→ Document section
I'm looking for someone to put my mind at ease. I'm 30 yrs old male and have developed insomnia 2 months ago which made me wake up early and unable to return to sleep. Now I'm also stuck with anxiety and depression due to the CONSTANT worry about insomnia and what had caused it. At first, I thought it was just a phase, but I kept on waking up early and had interrupted sleep. This has caused me enormous deal of anxiety (obsessing about falling asleep, staying asleep, functioning the next day...). I'm feeling hopeless that I'll never be my former self again (with occasional crying spells to spice things up).
Around the New Year I took some weed brownies for the first time and it didn't go well (terrible anxiety and lightheaded). After that I suffered a heavy sinus infection, one that hasn't been cured properly and now I got a cyst which needs to be removed surgically. So to release some of the stress I started taking long hikes (8km every day) and after 2 weeks I developed pressure in my chest and leg fatigue. I had been diagnosed with arrythmia and slight mitral valve regurgitation as a child, but the current tests show its so minimal that it shouldn't even be a limitation to my physical efforts. Shortly after all that the insomnia has started.

→ Problem description
Please answer these questions from the insomnia post:
1. How long ago did the writer develop insomnia?
2. What did the writer take around the New Year?
3. How far did the writer hike each day?
The records that follow come from a different source than the insomnia post.

→ Data for review
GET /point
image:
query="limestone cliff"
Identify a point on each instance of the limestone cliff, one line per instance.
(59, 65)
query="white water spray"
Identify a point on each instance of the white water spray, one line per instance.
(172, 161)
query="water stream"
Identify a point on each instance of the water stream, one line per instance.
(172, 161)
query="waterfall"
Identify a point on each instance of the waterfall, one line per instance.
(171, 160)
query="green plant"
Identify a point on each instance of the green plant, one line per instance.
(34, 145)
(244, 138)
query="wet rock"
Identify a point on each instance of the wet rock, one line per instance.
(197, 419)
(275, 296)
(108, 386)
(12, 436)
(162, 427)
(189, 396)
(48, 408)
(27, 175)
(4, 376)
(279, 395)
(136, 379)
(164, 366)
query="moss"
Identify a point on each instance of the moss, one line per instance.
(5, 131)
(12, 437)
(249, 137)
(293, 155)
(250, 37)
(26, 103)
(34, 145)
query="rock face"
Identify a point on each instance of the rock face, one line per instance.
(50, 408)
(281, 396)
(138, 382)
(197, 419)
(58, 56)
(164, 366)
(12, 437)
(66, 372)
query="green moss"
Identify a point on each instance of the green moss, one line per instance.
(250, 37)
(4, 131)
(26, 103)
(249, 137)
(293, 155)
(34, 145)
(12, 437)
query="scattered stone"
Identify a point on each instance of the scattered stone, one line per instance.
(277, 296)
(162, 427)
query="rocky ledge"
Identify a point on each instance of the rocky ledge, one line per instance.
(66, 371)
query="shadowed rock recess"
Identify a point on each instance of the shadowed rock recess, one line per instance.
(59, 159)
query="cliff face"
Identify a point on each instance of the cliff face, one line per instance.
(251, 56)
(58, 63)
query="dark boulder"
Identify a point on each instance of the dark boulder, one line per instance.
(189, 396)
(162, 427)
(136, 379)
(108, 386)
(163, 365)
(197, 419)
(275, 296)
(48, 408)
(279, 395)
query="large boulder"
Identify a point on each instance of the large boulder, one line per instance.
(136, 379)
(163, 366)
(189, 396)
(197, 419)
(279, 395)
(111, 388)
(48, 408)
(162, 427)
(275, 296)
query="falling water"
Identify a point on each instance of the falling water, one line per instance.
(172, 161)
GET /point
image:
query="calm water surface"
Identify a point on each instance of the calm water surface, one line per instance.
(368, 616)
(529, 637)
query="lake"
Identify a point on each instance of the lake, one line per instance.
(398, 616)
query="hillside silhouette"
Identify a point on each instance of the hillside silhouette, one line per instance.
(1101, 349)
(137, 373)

→ Reply
1. Two months ago.
2. Weed brownies.
3. 8 km.